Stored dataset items
######

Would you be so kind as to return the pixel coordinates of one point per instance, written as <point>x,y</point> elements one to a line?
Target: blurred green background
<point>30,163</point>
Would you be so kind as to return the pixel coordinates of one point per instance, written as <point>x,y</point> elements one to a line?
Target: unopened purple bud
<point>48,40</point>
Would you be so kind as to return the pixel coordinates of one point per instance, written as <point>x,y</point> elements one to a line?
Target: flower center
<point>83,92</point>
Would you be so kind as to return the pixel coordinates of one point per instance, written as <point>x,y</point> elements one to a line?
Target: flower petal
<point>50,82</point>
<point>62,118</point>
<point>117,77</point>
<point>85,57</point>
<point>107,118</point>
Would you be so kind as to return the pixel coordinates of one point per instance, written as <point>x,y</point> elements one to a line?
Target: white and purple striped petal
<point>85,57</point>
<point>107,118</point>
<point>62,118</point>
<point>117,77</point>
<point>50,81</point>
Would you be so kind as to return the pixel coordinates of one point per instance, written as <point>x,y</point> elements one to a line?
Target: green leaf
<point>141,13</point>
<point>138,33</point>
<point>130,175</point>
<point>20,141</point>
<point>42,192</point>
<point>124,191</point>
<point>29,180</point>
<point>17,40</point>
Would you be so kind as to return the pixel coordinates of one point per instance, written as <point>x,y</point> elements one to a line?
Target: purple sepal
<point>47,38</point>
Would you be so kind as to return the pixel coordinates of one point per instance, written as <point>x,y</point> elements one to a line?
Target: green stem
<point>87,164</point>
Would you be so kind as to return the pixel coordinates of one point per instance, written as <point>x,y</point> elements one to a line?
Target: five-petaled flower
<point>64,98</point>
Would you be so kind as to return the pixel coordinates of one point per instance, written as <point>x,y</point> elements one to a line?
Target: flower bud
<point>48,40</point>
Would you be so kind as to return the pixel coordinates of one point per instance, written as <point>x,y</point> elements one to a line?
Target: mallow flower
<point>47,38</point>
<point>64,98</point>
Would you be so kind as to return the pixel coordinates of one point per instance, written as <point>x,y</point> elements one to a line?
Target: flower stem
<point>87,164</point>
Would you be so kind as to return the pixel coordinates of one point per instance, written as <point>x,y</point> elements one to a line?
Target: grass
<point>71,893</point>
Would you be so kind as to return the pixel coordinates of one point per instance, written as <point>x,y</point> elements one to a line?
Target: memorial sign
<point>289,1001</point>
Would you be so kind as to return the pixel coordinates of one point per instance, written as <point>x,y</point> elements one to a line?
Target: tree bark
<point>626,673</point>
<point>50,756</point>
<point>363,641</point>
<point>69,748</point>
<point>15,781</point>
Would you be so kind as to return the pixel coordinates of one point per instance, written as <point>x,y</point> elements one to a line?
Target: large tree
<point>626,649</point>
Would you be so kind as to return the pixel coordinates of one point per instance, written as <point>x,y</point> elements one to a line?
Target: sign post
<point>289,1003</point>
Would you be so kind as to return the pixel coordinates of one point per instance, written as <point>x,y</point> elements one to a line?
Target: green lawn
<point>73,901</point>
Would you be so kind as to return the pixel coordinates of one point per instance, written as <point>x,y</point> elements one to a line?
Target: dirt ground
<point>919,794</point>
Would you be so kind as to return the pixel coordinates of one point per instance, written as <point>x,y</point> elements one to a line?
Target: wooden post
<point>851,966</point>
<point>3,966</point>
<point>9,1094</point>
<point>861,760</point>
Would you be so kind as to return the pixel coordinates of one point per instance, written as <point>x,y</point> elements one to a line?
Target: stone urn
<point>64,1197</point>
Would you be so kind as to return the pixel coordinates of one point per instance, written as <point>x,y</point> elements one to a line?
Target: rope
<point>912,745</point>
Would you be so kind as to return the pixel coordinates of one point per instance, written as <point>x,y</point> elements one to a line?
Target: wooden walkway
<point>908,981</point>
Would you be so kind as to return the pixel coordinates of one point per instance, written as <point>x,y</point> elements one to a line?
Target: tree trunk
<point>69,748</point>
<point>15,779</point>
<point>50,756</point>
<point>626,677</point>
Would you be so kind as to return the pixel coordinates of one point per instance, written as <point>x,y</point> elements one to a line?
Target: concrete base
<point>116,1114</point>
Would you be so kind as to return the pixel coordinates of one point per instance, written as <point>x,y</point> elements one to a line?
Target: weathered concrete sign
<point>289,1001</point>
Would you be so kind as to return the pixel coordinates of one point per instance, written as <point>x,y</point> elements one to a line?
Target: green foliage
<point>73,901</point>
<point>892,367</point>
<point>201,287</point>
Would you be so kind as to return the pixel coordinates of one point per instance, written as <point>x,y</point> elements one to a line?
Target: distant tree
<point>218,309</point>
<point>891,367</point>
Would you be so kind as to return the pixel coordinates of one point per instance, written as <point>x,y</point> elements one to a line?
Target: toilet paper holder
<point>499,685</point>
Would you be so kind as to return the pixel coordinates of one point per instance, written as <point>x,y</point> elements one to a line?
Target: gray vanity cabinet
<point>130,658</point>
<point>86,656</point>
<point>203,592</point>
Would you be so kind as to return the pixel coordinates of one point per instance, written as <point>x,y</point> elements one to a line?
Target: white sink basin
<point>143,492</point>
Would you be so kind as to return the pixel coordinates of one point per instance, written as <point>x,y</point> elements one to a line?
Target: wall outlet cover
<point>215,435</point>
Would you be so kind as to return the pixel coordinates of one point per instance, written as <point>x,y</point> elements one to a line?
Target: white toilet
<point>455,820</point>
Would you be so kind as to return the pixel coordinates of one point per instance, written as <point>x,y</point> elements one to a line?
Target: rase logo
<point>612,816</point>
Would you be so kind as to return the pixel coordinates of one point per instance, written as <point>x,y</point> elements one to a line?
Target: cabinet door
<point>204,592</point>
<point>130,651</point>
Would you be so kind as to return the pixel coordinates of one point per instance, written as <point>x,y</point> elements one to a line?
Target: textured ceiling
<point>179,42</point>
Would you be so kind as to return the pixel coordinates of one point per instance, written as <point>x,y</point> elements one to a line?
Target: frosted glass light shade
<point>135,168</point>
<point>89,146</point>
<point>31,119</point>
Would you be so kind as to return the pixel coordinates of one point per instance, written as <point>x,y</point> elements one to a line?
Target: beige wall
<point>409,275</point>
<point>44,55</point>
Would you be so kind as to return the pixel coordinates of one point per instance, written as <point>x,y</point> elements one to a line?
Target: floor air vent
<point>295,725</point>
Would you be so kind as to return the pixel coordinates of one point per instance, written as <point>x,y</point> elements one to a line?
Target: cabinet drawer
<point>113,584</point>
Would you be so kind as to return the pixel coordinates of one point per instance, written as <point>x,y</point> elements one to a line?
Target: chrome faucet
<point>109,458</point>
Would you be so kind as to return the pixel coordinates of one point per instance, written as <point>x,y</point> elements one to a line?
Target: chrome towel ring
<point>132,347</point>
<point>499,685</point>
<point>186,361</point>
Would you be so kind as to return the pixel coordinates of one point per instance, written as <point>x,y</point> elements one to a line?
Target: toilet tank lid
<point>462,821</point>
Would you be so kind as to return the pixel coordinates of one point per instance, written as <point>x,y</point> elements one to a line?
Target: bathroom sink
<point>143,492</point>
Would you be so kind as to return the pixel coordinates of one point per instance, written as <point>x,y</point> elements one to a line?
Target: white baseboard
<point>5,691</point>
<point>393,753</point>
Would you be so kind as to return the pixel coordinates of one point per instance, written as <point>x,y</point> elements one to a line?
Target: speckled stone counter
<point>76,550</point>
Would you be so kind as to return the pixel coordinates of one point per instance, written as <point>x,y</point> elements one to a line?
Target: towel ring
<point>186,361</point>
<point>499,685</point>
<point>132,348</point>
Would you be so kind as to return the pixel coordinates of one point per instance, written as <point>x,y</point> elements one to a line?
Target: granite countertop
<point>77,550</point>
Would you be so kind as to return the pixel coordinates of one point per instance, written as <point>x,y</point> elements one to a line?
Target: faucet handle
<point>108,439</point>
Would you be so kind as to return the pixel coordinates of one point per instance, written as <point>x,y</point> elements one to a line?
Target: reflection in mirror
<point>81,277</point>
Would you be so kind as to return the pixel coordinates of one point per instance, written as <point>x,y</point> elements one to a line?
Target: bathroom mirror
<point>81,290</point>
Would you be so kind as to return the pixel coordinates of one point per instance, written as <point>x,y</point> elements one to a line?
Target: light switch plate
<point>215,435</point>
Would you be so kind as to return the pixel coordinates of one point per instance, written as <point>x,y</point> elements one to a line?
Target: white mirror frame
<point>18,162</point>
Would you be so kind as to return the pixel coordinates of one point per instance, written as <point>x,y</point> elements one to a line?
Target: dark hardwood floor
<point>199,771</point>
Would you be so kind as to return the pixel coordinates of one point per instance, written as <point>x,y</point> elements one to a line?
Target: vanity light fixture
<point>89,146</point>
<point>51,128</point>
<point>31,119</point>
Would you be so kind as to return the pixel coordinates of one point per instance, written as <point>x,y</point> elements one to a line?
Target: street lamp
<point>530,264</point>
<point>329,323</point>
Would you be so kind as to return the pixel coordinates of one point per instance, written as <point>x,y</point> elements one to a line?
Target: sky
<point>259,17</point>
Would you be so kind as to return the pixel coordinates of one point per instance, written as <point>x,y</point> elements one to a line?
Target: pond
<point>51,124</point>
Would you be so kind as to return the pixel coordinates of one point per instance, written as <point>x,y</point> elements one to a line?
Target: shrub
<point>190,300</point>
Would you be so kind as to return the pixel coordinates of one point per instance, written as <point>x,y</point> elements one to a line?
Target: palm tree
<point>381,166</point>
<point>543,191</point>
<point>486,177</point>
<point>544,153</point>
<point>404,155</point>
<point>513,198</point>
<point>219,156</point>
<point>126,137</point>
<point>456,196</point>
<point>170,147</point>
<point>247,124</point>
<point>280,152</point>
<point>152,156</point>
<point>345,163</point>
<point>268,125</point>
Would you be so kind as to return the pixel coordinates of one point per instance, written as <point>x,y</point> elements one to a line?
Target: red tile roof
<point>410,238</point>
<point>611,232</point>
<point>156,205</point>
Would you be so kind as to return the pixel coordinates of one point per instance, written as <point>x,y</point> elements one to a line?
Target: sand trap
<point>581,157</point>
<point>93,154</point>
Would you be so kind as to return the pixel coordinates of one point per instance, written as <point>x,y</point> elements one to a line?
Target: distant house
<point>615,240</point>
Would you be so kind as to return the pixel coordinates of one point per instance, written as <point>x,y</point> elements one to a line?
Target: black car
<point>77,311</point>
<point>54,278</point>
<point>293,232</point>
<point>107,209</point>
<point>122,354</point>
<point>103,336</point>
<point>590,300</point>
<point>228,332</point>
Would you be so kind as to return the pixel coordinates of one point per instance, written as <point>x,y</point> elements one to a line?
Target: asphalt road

######

Pull out every line of the items that contains the string "faucet", treating case as significant.

### Expected answer
Target: chrome faucet
Target: faucet handle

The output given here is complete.